> Stored entries:

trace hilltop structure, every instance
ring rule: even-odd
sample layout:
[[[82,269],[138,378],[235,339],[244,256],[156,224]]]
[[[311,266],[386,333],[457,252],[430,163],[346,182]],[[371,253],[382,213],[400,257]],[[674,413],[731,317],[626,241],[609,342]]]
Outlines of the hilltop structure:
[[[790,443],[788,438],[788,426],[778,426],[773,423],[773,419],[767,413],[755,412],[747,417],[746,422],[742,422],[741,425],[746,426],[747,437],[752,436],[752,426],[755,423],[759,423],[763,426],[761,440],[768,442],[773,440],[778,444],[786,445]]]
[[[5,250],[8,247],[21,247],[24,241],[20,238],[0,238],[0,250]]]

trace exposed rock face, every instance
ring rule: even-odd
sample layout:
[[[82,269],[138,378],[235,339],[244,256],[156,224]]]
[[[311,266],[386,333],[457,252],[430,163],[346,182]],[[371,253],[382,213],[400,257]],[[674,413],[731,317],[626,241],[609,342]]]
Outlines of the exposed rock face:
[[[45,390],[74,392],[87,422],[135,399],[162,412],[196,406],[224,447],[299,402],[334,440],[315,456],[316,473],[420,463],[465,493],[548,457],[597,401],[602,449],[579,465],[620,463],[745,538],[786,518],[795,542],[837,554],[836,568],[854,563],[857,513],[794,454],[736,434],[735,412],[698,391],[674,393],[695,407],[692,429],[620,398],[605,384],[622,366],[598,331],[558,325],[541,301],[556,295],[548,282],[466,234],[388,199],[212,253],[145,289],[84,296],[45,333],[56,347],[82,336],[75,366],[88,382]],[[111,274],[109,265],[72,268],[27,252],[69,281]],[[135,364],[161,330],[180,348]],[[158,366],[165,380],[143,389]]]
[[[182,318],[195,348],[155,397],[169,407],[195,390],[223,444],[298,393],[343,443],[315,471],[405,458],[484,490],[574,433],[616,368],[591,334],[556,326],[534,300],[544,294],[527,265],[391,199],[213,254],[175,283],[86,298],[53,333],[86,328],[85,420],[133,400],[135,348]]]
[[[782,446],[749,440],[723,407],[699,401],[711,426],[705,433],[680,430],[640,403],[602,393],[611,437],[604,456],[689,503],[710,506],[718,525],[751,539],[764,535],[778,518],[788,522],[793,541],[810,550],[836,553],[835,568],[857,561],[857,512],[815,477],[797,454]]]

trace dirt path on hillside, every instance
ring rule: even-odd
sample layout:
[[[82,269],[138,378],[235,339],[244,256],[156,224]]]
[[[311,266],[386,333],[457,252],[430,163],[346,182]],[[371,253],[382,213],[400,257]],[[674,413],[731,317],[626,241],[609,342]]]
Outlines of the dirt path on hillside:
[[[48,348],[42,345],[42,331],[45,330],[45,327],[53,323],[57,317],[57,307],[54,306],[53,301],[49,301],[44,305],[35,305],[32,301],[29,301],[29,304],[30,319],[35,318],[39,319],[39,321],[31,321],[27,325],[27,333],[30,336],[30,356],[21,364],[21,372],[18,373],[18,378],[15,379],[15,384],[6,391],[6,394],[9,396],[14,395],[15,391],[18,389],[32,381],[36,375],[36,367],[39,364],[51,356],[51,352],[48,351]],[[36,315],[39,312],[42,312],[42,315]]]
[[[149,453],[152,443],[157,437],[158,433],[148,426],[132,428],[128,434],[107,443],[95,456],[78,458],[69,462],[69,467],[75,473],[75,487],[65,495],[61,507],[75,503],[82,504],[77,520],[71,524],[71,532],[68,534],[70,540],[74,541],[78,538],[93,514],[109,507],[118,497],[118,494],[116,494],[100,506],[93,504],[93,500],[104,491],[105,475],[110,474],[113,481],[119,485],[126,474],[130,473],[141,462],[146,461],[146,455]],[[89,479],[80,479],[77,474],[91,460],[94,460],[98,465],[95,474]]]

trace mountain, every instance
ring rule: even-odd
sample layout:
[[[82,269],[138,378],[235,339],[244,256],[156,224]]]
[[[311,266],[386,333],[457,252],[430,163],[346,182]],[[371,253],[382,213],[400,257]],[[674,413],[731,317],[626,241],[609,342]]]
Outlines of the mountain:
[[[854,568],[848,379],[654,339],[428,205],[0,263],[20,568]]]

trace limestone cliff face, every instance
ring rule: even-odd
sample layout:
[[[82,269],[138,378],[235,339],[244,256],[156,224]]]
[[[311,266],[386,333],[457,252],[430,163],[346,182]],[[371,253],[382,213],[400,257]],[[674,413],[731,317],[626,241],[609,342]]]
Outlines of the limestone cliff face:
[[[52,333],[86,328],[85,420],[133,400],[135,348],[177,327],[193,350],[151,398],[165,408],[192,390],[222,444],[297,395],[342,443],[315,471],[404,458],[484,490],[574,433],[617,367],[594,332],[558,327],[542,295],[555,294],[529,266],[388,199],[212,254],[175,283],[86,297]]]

> TASK PROMPT:
Reproduce these lines word for word.

> SOLUTION:
trace hilltop structure, every instance
ring rule: even-odd
sample layout:
[[[82,269],[138,378],[235,339],[244,256],[156,224]]]
[[[311,266],[386,333],[457,252],[430,163],[346,182]],[[371,253],[382,213],[400,257]],[[674,413],[731,317],[626,241],[609,342]]]
Outlines of the hilltop structure:
[[[790,443],[788,438],[788,426],[778,426],[773,423],[773,419],[767,413],[755,412],[747,417],[746,422],[742,422],[741,425],[746,426],[747,437],[752,436],[752,426],[755,423],[759,423],[763,426],[761,440],[768,442],[773,440],[778,444],[786,445]]]
[[[5,250],[8,247],[21,247],[24,241],[20,238],[0,238],[0,250]]]

trace exposed rock face, every instance
ring rule: even-odd
sample layout:
[[[82,269],[138,378],[235,339],[244,256],[156,224]]]
[[[311,266],[386,333],[457,252],[430,163],[346,182]],[[371,253],[382,213],[400,257]],[[674,413],[731,317],[626,241],[609,342]]]
Outlines of the exposed rock face:
[[[45,390],[74,392],[87,422],[135,399],[162,412],[196,406],[224,447],[299,402],[334,440],[315,456],[316,473],[420,463],[465,493],[548,457],[597,401],[602,449],[579,465],[620,463],[745,538],[786,518],[795,542],[837,554],[836,568],[854,563],[857,513],[794,454],[736,434],[735,412],[698,391],[674,393],[695,407],[692,429],[620,398],[605,384],[622,366],[598,331],[558,325],[541,301],[556,295],[548,282],[466,234],[388,199],[212,253],[145,289],[84,296],[45,333],[56,347],[82,336],[75,366],[88,382]],[[111,274],[109,265],[72,268],[27,252],[69,281]],[[135,364],[161,330],[180,348]],[[158,366],[165,380],[143,389]]]
[[[182,318],[195,348],[155,397],[169,407],[195,390],[223,444],[298,393],[343,443],[315,471],[405,458],[484,490],[574,433],[616,368],[591,334],[556,326],[534,300],[544,294],[527,265],[391,199],[213,254],[175,283],[86,298],[53,333],[86,328],[85,420],[133,400],[135,348]]]
[[[782,446],[749,440],[723,407],[699,401],[711,426],[705,433],[680,430],[640,403],[602,393],[611,437],[604,456],[689,503],[710,506],[718,525],[751,539],[764,535],[778,518],[788,522],[793,541],[810,550],[836,553],[835,568],[857,561],[857,512],[815,477],[797,454]]]

trace dirt path on hillside, every instance
ring rule: even-odd
sample layout:
[[[82,269],[138,378],[235,339],[244,256],[156,224]]]
[[[311,266],[386,333],[457,252],[430,163],[346,182]],[[371,253],[382,213],[400,257]],[[674,413],[731,317],[626,241],[609,342]]]
Outlines of the dirt path on hillside:
[[[48,348],[42,345],[42,331],[45,330],[45,327],[53,323],[57,317],[57,307],[54,306],[53,301],[49,301],[44,305],[35,305],[32,301],[29,301],[29,304],[30,319],[35,318],[39,319],[39,321],[31,321],[27,325],[27,333],[30,336],[30,356],[21,364],[21,372],[18,373],[18,378],[15,379],[15,384],[6,391],[6,394],[9,396],[14,395],[15,391],[18,389],[32,381],[36,375],[36,367],[39,364],[51,356],[51,352],[48,351]],[[36,315],[39,312],[42,312],[42,315]]]
[[[149,453],[152,443],[157,437],[158,433],[148,426],[132,428],[128,434],[107,443],[95,456],[78,458],[69,462],[69,467],[75,473],[75,487],[65,495],[61,507],[75,503],[82,504],[77,520],[71,524],[71,532],[68,534],[70,540],[74,541],[78,538],[93,514],[109,507],[118,497],[118,494],[116,494],[100,506],[93,504],[93,500],[104,491],[105,475],[110,474],[113,481],[119,485],[126,474],[130,473],[141,462],[146,461],[146,455]],[[89,479],[80,479],[77,474],[91,460],[94,460],[98,465],[95,474]]]

trace mountain, every instance
ring rule: even-odd
sample layout:
[[[82,269],[138,378],[235,339],[244,256],[156,224]]]
[[[311,266],[386,333],[457,252],[430,163],[346,182]],[[371,253],[382,213],[400,257]],[[674,413],[731,317],[626,241],[609,342]]]
Outlines of the mountain:
[[[854,568],[848,379],[654,339],[428,205],[0,263],[20,568]]]

trace limestone cliff face, every instance
ring rule: even-odd
sample layout:
[[[82,269],[138,378],[235,339],[244,256],[156,224]]]
[[[311,266],[386,333],[457,252],[430,163],[346,182]],[[371,253],[382,213],[400,257]],[[674,413],[731,317],[626,241],[609,342]]]
Outlines of the limestone cliff face:
[[[52,333],[86,328],[85,420],[133,400],[135,348],[177,327],[193,350],[151,398],[165,408],[192,390],[222,444],[297,395],[342,443],[315,471],[404,458],[484,490],[574,433],[617,367],[594,332],[558,327],[542,295],[555,294],[529,266],[388,199],[212,254],[175,283],[86,297]]]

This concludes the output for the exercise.